■ **REQUIRED TASK**:
Retype the post on the Packager DSL from "4. Creating your" up to and including "and Packager accordingly.".

Monday, August 17, 2015

Creating the Packager DSL - Initial steps

  1. Why use a DSL?
  2. Why create your own DSL?
  3. What makes a good DSL?
  4. Creating your own DSL - Parsing
  5. Creating your own DSL - Parsing (with Ruby)
  6. Creating the Packager DSL - Initial steps
  7. Creating the Packager DSL - First feature
The Packager DSL is, first and foremost, a software development project. In order for a software project to function properly, there's a lot of scaffolding that needs to be set up. This post is about that. (Please feel free to skip it if you are comfortable setting up a Ruby project.) When this post is completed, we will have a full walking skeleton. We can then add each new feature quickly. We'll stop when we're just about to add the first DSL-ish feature.

If you're creating your own DSL with your own project name, just put it everywhere you see packager and Packager accordingly.

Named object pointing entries
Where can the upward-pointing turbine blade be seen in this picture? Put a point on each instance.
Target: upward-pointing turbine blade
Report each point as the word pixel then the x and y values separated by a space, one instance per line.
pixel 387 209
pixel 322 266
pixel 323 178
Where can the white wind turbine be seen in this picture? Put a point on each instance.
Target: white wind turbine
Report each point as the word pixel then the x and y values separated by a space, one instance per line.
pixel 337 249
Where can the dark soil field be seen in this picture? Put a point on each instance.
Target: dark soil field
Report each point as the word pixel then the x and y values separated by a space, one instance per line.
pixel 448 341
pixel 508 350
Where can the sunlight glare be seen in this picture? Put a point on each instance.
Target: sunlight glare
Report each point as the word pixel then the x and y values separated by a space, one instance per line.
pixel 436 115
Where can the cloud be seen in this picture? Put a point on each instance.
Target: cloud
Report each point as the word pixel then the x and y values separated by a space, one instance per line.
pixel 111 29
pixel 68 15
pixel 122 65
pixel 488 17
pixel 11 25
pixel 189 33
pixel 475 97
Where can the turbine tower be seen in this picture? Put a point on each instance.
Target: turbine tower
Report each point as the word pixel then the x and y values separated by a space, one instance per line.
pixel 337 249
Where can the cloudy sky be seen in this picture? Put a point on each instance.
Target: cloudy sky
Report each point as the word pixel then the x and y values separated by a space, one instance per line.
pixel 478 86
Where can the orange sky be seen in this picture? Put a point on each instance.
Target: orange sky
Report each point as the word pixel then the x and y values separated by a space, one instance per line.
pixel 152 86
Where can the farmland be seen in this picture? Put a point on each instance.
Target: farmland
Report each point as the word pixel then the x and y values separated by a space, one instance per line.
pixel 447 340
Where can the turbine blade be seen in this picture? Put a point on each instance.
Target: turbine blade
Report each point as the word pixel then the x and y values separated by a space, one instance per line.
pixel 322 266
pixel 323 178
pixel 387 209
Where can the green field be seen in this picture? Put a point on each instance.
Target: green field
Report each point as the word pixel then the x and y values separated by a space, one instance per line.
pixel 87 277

■ **TASK OUTPUT**:
4. Creating your own DSL - Parsing
  5. Creating your own DSL - Parsing (with Ruby)
  6. Creating the Packager DSL - Initial steps
  7. Creating the Packager DSL - First feature
The Packager DSL is, first and foremost, a software development project. In order for a software project to function properly, there's a lot of scaffolding that needs to be set up. This post is about that. (Please feel free to skip it if you are comfortable setting up a Ruby project.) When this post is completed, we will have a full walking skeleton. We can then add each new feature quickly. We'll stop when we're just about to add the first DSL-ish feature.

If you're creating your own DSL with your own project name, just put it everywhere you see packager and Packager accordingly.